§ Input data
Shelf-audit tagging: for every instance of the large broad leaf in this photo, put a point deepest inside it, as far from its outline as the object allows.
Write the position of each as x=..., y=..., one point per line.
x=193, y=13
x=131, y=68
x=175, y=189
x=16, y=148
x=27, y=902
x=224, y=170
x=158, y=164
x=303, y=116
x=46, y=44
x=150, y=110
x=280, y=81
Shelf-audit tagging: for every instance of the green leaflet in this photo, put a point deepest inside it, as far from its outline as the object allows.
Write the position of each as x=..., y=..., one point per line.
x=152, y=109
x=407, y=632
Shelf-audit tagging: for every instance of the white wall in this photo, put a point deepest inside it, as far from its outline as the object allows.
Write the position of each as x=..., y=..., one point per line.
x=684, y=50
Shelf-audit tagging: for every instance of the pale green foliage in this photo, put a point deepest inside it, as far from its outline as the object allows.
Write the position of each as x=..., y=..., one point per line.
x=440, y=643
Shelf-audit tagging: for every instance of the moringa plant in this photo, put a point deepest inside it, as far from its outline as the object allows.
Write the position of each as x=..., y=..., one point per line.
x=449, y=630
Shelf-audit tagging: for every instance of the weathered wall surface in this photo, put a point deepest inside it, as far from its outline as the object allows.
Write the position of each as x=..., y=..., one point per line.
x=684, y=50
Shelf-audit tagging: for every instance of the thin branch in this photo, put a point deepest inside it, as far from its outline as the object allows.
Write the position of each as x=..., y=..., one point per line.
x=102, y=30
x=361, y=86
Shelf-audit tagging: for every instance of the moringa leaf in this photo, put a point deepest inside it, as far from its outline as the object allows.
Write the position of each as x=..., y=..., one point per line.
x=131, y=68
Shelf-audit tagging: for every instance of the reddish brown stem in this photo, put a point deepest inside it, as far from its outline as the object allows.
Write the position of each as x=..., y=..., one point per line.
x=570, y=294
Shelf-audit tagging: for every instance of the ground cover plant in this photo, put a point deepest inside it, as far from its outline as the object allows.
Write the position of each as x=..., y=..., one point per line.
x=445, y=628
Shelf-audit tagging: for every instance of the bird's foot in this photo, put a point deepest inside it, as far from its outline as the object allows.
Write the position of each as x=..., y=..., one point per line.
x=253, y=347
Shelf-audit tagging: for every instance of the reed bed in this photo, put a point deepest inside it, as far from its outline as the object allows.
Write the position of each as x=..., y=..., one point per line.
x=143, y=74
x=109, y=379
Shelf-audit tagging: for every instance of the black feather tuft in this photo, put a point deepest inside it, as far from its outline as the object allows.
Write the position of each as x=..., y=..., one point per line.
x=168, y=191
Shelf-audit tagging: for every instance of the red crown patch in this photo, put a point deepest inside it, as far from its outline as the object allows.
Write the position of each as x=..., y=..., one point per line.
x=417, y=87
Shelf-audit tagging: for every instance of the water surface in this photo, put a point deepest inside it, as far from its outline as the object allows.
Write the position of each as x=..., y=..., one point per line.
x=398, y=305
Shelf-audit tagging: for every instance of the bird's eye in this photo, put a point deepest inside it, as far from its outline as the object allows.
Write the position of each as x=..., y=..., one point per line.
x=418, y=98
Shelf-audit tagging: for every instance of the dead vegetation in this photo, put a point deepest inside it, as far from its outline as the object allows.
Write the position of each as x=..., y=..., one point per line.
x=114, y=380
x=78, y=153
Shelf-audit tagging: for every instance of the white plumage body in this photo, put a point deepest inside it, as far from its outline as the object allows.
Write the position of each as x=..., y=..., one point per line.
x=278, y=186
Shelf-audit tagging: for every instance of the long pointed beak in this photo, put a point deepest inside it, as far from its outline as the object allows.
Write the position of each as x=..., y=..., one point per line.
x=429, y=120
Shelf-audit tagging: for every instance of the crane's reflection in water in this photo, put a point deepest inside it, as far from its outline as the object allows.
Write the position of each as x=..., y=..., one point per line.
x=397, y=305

§ What you are asked to do
Can you rewrite all of the lines above with "Shelf-audit tagging" changed to "Field-survey tagging" and nothing else altered?

§ Output of the exercise
Field-survey tagging: for every instance of the large broad leaf in this photo, put a point deepest inside it, as far from its outline as the object allows.
Write the position of each as x=..., y=..., one point per line.
x=193, y=13
x=131, y=68
x=175, y=189
x=16, y=148
x=27, y=902
x=224, y=170
x=158, y=164
x=303, y=116
x=46, y=44
x=150, y=110
x=280, y=81
Field-survey tagging: for every instance of the green leaflet in this photo, put a point deepest inside it, as far from its outline as the object allows.
Write the position of each as x=..., y=..., one point per line.
x=152, y=109
x=407, y=632
Field-survey tagging: for every instance of the white wall in this photo, put a point deepest inside it, as far from its outline as the object allows.
Write the position of each as x=..., y=..., one point per line.
x=684, y=50
Field-survey tagging: for every instance of the pale green foliage in this photo, put a point deepest inside it, as far from its outline as the object allows.
Write the position of each as x=..., y=..., one point per line.
x=440, y=643
Field-survey tagging: for every instance of the moringa plant in this photo, put a point deepest inside it, as far from its outline as the object allows.
Write the position of each as x=..., y=..., one point per line.
x=449, y=630
Field-survey tagging: for every instance of the weathered wall surface in this photo, put a point deepest inside it, as far from its outline as the object allows.
Write the position of each as x=..., y=..., one point per line.
x=684, y=50
Field-survey tagging: for every instance of the thin branch in this photo, put a point deepest inside it, as far from its outline as the object allows.
Write the position of each as x=..., y=..., one point per line.
x=102, y=30
x=361, y=86
Field-survey tagging: for every instance of the moringa leaf in this photo, put a point deepest inside it, as far from its outline as the object allows.
Write the position of each as x=..., y=..., one point per line.
x=131, y=68
Field-survey tagging: for every instance of the reddish brown stem in this photo, put a point deepest inside it, as far from its outline as the object allows.
Write the position of each as x=..., y=..., one point per line.
x=570, y=294
Field-survey tagging: for every instance of the ground cover plant in this photo, put a point deepest inside it, as far from its outline as the object allows.
Write the position of each as x=..., y=..., one point per line.
x=445, y=628
Field-survey tagging: for every instance of the bird's foot in this photo, put a point deepest inside it, as far from its outline as the object allows.
Write the position of each as x=..., y=..., one point per line.
x=253, y=347
Field-survey tagging: for every instance of the reed bed in this photo, put a point deepest inside it, as far from its outline as the object allows.
Write the position of each as x=..., y=..., one point per line.
x=143, y=74
x=109, y=379
Field-survey tagging: for every instance of the black feather tuft in this photo, put a point deepest inside it, as far from its outline as the object allows.
Write the position of each as x=..., y=..., one point per line.
x=168, y=191
Field-survey tagging: for every instance of the red crown patch in this photo, put a point deepest inside it, as far from its outline as the object allows.
Write the position of each as x=..., y=..., one point per line.
x=417, y=87
Field-survey tagging: for every instance of the water surface in this photo, put a point deepest inside it, as far from its outline as the object allows.
Write the position of each as x=..., y=..., one point per line.
x=398, y=305
Field-survey tagging: for every instance of the bird's eye in this photo, put a point deepest inside it, as far from its outline as the object allows.
Write the position of each as x=..., y=..., one point per line.
x=418, y=98
Field-survey tagging: for every instance of the dead vegetation in this photo, put a point deepest inside it, as far from its outline as the object allows.
Write the position of each as x=..., y=..., one point per line.
x=114, y=380
x=78, y=153
Field-survey tagging: for every instance of the white plumage body in this photo, put a point deepest inside it, as far from its outline as the object allows.
Write the position of each as x=..., y=..., one point per line.
x=278, y=186
Field-survey tagging: for every instance of the long pointed beak in this photo, put a point deepest inside it, as far from its outline as the object allows.
Write the position of each as x=..., y=..., one point per line.
x=429, y=120
Field-survey tagging: for every instance of the crane's reflection in water in this photo, put a point deepest inside it, as far from its outline as the object allows.
Write the position of each as x=..., y=..., one point per line.
x=397, y=305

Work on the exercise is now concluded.